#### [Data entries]
╔══

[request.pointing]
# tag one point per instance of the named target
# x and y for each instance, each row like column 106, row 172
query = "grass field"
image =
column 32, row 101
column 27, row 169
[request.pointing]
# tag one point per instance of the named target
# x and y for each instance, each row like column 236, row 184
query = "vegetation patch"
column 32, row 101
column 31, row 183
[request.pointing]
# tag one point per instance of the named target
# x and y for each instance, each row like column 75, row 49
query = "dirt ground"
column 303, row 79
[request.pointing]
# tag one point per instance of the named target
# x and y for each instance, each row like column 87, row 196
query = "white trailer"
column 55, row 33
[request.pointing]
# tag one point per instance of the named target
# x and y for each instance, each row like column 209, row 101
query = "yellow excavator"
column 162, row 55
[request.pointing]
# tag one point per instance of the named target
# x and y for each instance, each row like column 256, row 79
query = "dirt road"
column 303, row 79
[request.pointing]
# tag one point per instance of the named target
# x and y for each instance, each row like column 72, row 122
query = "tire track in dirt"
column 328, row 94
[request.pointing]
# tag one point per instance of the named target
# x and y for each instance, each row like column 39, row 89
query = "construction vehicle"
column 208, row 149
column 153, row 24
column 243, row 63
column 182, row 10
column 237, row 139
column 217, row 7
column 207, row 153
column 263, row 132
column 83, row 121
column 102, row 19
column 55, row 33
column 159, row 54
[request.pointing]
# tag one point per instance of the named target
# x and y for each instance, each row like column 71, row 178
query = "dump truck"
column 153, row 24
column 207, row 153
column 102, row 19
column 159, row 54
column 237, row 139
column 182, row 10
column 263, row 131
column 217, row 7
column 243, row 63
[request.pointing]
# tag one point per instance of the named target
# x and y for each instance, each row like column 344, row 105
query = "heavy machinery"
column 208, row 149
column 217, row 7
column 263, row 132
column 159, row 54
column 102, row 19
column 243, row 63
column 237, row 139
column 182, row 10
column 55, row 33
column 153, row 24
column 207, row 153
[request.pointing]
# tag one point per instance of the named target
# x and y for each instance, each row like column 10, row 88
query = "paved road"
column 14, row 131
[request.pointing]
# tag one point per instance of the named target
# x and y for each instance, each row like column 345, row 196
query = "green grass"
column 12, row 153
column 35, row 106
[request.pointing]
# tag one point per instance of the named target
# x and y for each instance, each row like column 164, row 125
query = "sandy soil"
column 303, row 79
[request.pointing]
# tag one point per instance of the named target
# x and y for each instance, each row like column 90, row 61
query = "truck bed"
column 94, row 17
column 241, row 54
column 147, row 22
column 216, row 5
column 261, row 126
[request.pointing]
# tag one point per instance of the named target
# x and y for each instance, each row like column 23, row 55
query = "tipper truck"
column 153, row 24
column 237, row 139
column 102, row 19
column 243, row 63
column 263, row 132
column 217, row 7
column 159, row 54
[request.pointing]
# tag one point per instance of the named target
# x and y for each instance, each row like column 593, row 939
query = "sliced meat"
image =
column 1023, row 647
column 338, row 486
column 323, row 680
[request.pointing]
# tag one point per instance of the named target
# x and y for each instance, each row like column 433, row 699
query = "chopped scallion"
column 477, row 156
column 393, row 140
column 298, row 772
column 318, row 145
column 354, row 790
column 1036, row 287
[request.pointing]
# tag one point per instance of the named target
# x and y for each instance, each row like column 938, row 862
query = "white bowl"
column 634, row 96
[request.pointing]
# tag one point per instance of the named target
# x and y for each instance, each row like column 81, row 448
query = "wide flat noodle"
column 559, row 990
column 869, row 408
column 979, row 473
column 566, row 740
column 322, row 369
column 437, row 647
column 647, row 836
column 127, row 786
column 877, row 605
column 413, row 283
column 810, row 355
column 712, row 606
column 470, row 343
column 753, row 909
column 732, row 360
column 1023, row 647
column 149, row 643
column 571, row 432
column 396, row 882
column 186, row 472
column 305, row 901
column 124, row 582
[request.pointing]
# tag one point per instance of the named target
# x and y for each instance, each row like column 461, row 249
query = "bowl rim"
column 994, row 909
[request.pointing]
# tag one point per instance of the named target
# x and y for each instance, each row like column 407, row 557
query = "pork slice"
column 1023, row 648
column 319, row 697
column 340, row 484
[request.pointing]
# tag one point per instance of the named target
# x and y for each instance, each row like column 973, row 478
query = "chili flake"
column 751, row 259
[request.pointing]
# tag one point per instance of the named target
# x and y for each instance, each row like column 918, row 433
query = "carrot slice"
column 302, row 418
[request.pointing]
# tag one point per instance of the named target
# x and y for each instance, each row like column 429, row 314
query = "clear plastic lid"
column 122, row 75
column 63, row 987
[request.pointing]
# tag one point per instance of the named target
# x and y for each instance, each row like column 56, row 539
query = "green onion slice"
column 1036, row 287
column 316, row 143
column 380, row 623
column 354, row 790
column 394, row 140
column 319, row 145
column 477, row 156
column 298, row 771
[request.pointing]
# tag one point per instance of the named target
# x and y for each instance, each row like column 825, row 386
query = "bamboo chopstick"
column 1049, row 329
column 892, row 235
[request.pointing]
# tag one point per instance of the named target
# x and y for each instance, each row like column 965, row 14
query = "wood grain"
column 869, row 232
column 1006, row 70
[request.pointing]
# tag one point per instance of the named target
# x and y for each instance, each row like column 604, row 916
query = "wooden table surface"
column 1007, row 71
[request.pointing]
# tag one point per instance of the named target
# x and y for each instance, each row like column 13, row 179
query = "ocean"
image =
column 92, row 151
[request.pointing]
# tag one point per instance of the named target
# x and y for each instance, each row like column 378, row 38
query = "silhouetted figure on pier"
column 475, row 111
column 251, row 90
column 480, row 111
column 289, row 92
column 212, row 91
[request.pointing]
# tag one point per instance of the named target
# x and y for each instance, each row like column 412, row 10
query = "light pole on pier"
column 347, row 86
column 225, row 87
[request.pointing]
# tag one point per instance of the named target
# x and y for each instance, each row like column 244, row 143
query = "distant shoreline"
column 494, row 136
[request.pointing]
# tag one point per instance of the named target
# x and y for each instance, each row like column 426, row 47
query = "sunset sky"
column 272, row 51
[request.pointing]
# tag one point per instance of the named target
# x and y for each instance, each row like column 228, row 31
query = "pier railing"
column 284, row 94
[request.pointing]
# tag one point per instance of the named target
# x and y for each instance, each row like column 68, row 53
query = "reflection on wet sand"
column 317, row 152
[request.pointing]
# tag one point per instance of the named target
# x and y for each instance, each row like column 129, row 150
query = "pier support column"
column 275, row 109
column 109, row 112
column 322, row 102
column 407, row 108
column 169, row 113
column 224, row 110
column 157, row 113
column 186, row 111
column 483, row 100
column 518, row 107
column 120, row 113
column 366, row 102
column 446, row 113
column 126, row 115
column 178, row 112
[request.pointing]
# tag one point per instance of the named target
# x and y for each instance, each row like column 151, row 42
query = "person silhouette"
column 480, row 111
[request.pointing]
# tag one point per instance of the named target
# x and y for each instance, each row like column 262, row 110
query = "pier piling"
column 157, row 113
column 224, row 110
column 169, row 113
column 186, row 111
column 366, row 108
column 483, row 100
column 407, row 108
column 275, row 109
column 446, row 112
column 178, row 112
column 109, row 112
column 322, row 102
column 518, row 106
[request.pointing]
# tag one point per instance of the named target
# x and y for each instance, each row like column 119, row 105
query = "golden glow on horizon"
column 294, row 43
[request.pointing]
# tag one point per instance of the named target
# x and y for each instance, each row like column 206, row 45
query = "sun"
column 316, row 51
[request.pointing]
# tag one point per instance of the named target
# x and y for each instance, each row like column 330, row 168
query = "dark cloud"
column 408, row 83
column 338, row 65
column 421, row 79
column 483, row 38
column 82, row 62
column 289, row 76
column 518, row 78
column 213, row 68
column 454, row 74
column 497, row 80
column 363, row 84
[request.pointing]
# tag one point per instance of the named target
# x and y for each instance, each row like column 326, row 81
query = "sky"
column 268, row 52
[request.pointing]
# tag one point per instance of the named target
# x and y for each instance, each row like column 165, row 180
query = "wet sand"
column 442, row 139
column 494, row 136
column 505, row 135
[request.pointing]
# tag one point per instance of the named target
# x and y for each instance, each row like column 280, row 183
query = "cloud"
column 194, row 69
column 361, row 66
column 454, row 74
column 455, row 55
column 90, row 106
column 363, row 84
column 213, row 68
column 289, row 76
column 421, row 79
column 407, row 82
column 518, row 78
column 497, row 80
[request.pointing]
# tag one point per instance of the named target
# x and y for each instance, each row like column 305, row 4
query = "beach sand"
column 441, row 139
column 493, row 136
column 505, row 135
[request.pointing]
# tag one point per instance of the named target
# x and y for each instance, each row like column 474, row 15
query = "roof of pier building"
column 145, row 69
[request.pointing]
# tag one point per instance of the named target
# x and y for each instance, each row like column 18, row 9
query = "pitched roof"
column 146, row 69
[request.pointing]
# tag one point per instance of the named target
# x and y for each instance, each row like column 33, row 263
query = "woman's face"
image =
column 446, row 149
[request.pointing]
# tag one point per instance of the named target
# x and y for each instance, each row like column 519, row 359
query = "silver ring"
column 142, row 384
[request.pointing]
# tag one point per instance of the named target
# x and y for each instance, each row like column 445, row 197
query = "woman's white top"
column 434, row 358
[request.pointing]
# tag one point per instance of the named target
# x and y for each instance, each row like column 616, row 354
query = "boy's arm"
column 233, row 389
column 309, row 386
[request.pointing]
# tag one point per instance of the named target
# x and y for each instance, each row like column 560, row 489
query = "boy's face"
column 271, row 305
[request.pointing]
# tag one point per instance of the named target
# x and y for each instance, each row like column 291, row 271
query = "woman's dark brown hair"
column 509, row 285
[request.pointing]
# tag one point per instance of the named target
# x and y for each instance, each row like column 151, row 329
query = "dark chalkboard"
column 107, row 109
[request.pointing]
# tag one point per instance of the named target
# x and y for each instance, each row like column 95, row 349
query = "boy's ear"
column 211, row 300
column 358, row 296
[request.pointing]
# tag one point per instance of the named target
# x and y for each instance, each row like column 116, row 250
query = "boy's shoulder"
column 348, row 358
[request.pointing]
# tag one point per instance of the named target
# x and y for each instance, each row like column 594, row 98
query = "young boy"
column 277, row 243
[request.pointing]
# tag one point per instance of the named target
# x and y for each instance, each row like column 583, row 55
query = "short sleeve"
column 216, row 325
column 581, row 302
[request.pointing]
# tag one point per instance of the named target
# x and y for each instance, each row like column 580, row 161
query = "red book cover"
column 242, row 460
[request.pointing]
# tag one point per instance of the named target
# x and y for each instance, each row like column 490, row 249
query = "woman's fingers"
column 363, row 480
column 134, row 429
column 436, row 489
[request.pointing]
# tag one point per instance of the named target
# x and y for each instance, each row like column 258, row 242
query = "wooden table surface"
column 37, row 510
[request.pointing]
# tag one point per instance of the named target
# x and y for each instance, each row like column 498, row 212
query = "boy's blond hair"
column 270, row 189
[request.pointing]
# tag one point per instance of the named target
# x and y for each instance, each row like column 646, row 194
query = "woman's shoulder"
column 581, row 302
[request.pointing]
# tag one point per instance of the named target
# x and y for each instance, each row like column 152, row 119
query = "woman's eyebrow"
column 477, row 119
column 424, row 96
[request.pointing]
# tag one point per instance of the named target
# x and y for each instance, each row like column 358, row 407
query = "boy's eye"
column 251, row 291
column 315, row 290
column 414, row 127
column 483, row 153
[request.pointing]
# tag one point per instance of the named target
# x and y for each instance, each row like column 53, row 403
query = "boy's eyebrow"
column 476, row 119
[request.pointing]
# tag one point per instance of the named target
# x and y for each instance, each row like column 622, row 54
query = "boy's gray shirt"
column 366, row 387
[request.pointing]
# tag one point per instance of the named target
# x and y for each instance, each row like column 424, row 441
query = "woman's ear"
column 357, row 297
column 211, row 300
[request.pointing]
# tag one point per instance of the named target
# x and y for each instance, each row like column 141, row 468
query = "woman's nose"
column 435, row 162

╚══

#### [YOUR INSTRUCTIONS]
Extract every line from the rows above that contains the string "truck".

#### [RESPONSE BELOW]
query = "dump truck"
query = "truck bed"
query = "tipper truck"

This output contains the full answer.